:: PASSAGE PROVIDED ::

______

Okay, I saw the Youtube explanation of ZAP and read the wikipedia article of the reasonable man. A few things come to mind:
If there is nothing else in place, I see no reason why this system wouldn't work for a while in relative isolation, then begin to break down along the same lines as almost any other system of government. The potential for corruption in Cererean society is as great, if not more so, than anything else.
First, this is not a "system of government" so there is no reason to assume it would "break down" (whatever that means in this context) like a government. On the issue of corruption, you are dead wrong. Only in systems where the system of dispute resolution has the power to initiate force to enforce its rulings is institutional corruption a serious problem.
Let me explain. It seems that the system of the "reasonable man" is being substituted for written law. As long as a society overwhelmingly consists of "reasonable men" and "reasonable women" who hold the same concept of what is reasonable, then all is well and good, but without something more than that, the same forces that transformed America into something the founding fathers would recoil in horror from, would, I believe, affect Cererean society in much the same way. Corrupt people would eventually figure out how to game the system.

______

Stored records
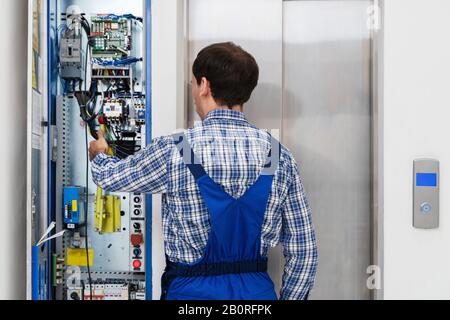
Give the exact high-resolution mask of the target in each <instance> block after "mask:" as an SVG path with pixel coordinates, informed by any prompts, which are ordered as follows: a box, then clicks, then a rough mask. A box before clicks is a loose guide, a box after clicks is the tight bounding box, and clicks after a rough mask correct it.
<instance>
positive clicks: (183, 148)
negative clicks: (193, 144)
mask: <svg viewBox="0 0 450 320" xmlns="http://www.w3.org/2000/svg"><path fill="white" fill-rule="evenodd" d="M172 137H173V139H174V142H175V145H176V147H177V149H178V151H179V152H180V155H181V158H182V159H183V162H184V164H185V165H186V166H187V167H188V169H189V171H190V172H191V173H192V175H193V176H194V178H195V180H198V179H200V178H201V177H203V176H204V175H206V171H205V169H204V168H203V166H202V164H201V162H200V161H199V159H198V158H197V157H196V156H195V154H194V150H193V149H192V147H191V145H190V144H189V141H188V140H187V138H186V136H185V134H184V133H183V132H181V133H176V134H174V135H172Z"/></svg>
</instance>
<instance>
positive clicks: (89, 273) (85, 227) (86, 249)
mask: <svg viewBox="0 0 450 320" xmlns="http://www.w3.org/2000/svg"><path fill="white" fill-rule="evenodd" d="M87 130H88V128H87V126H86V130H84V134H85V142H86V189H85V198H86V199H85V200H86V201H85V202H84V212H85V215H86V224H85V226H84V230H85V233H86V235H85V238H86V245H85V247H86V266H87V270H88V279H89V291H90V300H91V301H92V276H91V266H90V264H89V246H88V244H89V241H88V209H89V144H88V132H87Z"/></svg>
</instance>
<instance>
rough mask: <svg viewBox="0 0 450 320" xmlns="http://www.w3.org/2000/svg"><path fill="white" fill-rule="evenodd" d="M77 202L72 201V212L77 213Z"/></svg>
mask: <svg viewBox="0 0 450 320" xmlns="http://www.w3.org/2000/svg"><path fill="white" fill-rule="evenodd" d="M77 211H78V210H77V200H72V212H77Z"/></svg>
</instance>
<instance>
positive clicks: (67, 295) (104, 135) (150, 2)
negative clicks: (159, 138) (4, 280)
mask: <svg viewBox="0 0 450 320" xmlns="http://www.w3.org/2000/svg"><path fill="white" fill-rule="evenodd" d="M29 3H30V10H31V12H32V20H31V22H30V28H32V29H31V30H32V34H33V37H31V38H30V40H32V43H30V44H29V50H30V52H32V53H33V54H31V55H30V57H31V58H32V59H33V60H32V61H31V59H30V62H29V64H30V68H29V75H31V76H30V82H29V84H30V89H29V92H30V96H31V97H32V99H33V100H32V103H31V104H29V106H28V108H29V112H30V115H31V116H32V117H31V118H32V119H33V120H32V122H33V124H32V126H30V127H31V128H32V133H33V135H32V137H33V140H32V141H33V144H32V145H30V150H32V152H30V155H32V157H30V163H31V165H30V170H31V171H32V175H31V182H32V187H31V189H30V191H29V193H30V194H29V197H28V198H29V199H30V203H31V206H30V211H29V212H30V213H29V214H30V217H31V219H30V223H31V228H30V229H31V236H30V239H31V240H30V243H31V246H33V252H35V253H39V254H35V255H34V256H33V258H32V259H33V261H32V266H31V272H30V274H31V276H30V278H31V281H30V283H32V284H31V292H32V293H31V294H30V296H31V297H32V298H33V299H56V300H142V299H151V292H150V290H151V279H152V278H151V272H147V270H149V269H148V268H149V266H150V265H151V262H150V257H151V255H150V254H149V250H150V248H151V239H150V233H149V232H147V231H148V230H150V228H151V225H150V221H149V219H147V216H150V215H151V214H150V207H151V205H150V198H149V196H147V195H145V194H142V193H139V192H128V191H127V190H124V191H120V190H119V191H117V190H108V189H107V188H105V189H102V188H101V187H99V186H97V185H96V184H95V183H94V181H93V179H92V175H91V162H90V159H89V157H88V146H89V143H90V142H91V141H93V140H95V139H96V138H98V136H97V132H98V131H99V130H102V131H103V132H104V136H105V139H106V140H107V142H108V145H109V149H108V150H107V155H108V156H110V157H114V158H117V159H119V160H121V159H125V158H127V157H131V156H133V155H135V154H136V153H138V152H140V151H141V150H142V149H143V148H144V147H145V145H146V143H147V142H148V141H150V132H151V128H150V125H151V121H150V116H151V112H149V110H150V102H151V100H150V95H149V92H150V89H151V87H150V85H151V82H150V78H151V77H150V71H151V68H150V61H151V56H150V50H149V48H150V45H149V43H150V42H151V30H150V29H149V26H150V25H151V22H150V18H151V17H150V9H149V8H150V7H151V1H150V0H129V1H122V0H96V1H91V0H76V1H75V0H49V1H41V0H29ZM46 64H48V69H46V68H45V66H46ZM31 79H32V80H31ZM31 84H32V86H33V88H31ZM47 109H48V110H47ZM42 115H45V116H42ZM41 116H42V117H41ZM46 134H47V135H46ZM46 154H48V157H47V156H44V155H46ZM47 162H48V163H47ZM44 168H45V169H44ZM44 170H45V173H44ZM44 181H45V182H46V183H43V182H44ZM44 184H46V189H47V190H48V192H41V191H40V187H41V186H42V185H44ZM136 191H139V190H136ZM44 204H45V206H44ZM43 234H47V236H48V237H51V236H53V238H52V240H51V241H48V242H46V243H45V242H44V241H41V240H42V239H43V237H41V236H42V235H43ZM39 239H40V240H39ZM38 240H39V241H38Z"/></svg>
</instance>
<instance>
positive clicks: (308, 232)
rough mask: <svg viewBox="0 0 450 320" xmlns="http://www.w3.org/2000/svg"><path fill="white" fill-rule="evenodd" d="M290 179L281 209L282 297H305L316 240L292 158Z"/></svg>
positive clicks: (307, 205)
mask: <svg viewBox="0 0 450 320" xmlns="http://www.w3.org/2000/svg"><path fill="white" fill-rule="evenodd" d="M291 173H292V175H291V176H292V180H291V183H290V186H289V190H288V194H287V197H286V201H285V203H284V205H283V208H282V238H281V241H282V243H283V248H284V251H283V252H284V256H285V258H286V265H285V268H284V274H283V285H282V288H281V297H280V298H281V299H282V300H301V299H306V298H307V297H308V294H309V291H310V290H311V289H312V287H313V285H314V280H315V276H316V269H317V243H316V237H315V233H314V227H313V224H312V220H311V209H310V207H309V203H308V199H307V198H306V195H305V192H304V189H303V184H302V182H301V180H300V174H299V170H298V167H297V164H296V163H295V161H293V164H292V170H291Z"/></svg>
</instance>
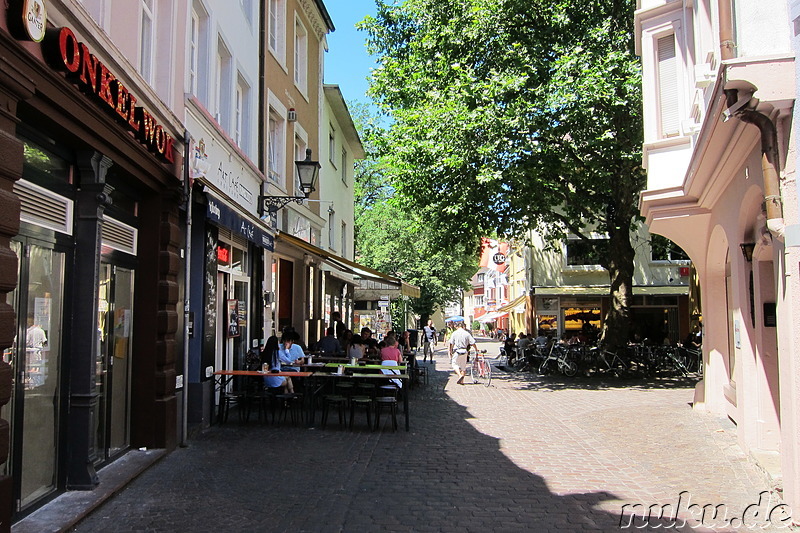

______

:: WORK TASK ::
Could you reproduce, word for word, the passage in the ZAP discussion from "Let me explain." to "game the system."?

:: RESULT FOR THIS TASK ::
Let me explain. It seems that the system of the "reasonable man" is being substituted for written law. As long as a society overwhelmingly consists of "reasonable men" and "reasonable women" who hold the same concept of what is reasonable, then all is well and good, but without something more than that, the same forces that transformed America into something the founding fathers would recoil in horror from, would, I believe, affect Cererean society in much the same way. Corrupt people would eventually figure out how to game the system.